> [WHAT IS BEING ASKED] Retype all entries exactly, skipping pictures.

> [DATA FOR REVIEW]
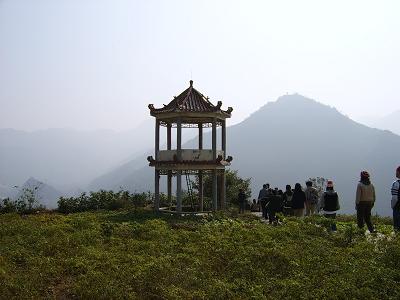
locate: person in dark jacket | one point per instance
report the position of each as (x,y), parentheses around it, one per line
(298,200)
(329,203)
(365,200)
(262,198)
(395,203)
(273,206)
(287,201)
(242,201)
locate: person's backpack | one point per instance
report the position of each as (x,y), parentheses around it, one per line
(331,202)
(397,206)
(314,196)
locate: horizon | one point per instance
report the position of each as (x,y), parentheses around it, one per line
(362,120)
(103,69)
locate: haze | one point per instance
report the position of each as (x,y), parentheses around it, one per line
(97,64)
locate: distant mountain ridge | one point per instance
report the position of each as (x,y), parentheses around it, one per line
(295,138)
(45,194)
(67,158)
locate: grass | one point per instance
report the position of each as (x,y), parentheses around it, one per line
(127,254)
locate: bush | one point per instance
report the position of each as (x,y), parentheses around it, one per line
(107,200)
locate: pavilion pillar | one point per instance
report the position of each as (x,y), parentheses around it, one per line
(201,195)
(223,177)
(157,172)
(157,190)
(179,172)
(214,177)
(169,174)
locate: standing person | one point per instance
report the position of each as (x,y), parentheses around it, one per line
(273,206)
(330,203)
(287,201)
(365,200)
(262,198)
(298,200)
(395,203)
(242,201)
(311,198)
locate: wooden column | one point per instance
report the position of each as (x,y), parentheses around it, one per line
(157,190)
(157,140)
(223,178)
(223,142)
(157,172)
(223,190)
(214,138)
(179,173)
(201,195)
(169,176)
(215,179)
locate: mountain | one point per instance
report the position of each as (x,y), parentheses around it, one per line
(68,158)
(295,138)
(390,122)
(44,193)
(6,191)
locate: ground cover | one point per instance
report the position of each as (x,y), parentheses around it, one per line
(137,254)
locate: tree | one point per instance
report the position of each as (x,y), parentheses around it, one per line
(319,184)
(233,183)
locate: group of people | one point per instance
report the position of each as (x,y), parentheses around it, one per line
(298,202)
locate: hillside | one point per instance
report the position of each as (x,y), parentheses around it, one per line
(45,194)
(67,158)
(295,138)
(120,255)
(390,122)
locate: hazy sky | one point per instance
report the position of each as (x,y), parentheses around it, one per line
(97,64)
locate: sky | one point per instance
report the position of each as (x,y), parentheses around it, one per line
(97,64)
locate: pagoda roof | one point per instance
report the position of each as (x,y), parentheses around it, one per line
(190,101)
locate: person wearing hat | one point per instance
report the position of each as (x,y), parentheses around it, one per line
(365,200)
(330,203)
(395,203)
(298,200)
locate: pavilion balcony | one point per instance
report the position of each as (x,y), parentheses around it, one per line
(188,155)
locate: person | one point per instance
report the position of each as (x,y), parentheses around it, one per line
(242,201)
(273,206)
(311,198)
(395,203)
(329,203)
(262,197)
(287,201)
(254,206)
(298,200)
(365,200)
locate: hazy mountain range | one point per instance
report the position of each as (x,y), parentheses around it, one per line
(67,158)
(389,122)
(284,142)
(290,140)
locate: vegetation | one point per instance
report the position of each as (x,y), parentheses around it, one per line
(26,203)
(102,199)
(138,254)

> [REPLY TO THE EXERCISE]
locate: person in dark jacket | one point per instance
report the position of each as (x,y), parentheses around it, one per line
(298,200)
(329,203)
(365,200)
(262,198)
(395,203)
(273,206)
(287,201)
(242,201)
locate: person's backpack | one point per instance
report the position of each as (x,y), parentheses around it, one per line
(331,202)
(397,206)
(314,196)
locate: horizon | one point per instance
report the position of each as (x,y), parentheses around it, one per line
(362,120)
(103,69)
locate: haze | one point per instance
report the position of each as (x,y), parentheses around it, one per line
(97,64)
locate: distant mountain ridge | one point per instance
report the position of each as (x,y), parentheses around it, one per line
(295,138)
(45,194)
(67,158)
locate: grass | one point per instance
report the position of each as (x,y), parentheses around it, one per line
(127,254)
locate: bush | one point per instance
report the position of each as (x,y), parentheses around it, one per line
(107,200)
locate: pavilion pillar | one point per instance
report the position of each as (x,y), parentheses around it, one per line
(201,195)
(223,177)
(157,172)
(157,190)
(179,172)
(214,177)
(169,174)
locate: standing person | one point per instance
report the position of each as (x,y), parentheses around it, one per line
(273,206)
(330,203)
(287,201)
(365,200)
(262,198)
(298,200)
(395,203)
(242,201)
(311,198)
locate: wooden column | one point per instance
report the position of each as (x,y), parentheses around it, one per line
(157,190)
(157,140)
(223,178)
(223,142)
(157,172)
(223,190)
(214,138)
(179,173)
(201,195)
(169,176)
(215,179)
locate: mountain | one point per instance
report the position of each as (x,y), parentheses around it, one per line
(68,158)
(295,138)
(390,122)
(44,193)
(6,191)
locate: ground cover | one point per instance
report the position of each as (x,y), parentheses around it, one per line
(137,254)
locate: tree | one point per instance
report the position of each as (x,y), parentheses around it, one per line
(319,184)
(233,183)
locate: group of people | one point per instance
report the position of each as (x,y), parentheses around it, one per line
(298,202)
locate: hillside | one point per instance
report the position of each as (x,y), parentheses around it, one per line
(45,194)
(67,158)
(295,138)
(120,255)
(390,122)
locate: hazy sky | one point per instance
report the position of each as (x,y), parentheses around it, one per line
(97,64)
locate: sky | one point per instance
report the position of each as (x,y), parentheses around it, one per line
(97,64)
locate: pagoda roof | one point per instance
report the position of each as (x,y), parentheses around it, one per line
(190,101)
locate: person wearing hat | one point per instance
report the position of each as (x,y), parentheses around it, one per line
(365,200)
(330,203)
(395,203)
(298,200)
locate: pavilion balcony | one point per instance
report the position of each as (x,y), parentheses around it, one per line
(188,155)
locate: person | one point per instance
report the position of each as (x,y), parentheses around it, one per line
(242,201)
(273,206)
(311,198)
(395,203)
(329,203)
(262,197)
(287,201)
(254,206)
(298,200)
(365,200)
locate: hazy mountain range | one point per instance
report the position of each as (x,y), parentheses around it, one per line
(67,158)
(389,122)
(284,142)
(290,140)
locate: vegetation | one point per instance
report the position of each as (x,y), parentheses around it, one per line
(26,203)
(102,199)
(138,254)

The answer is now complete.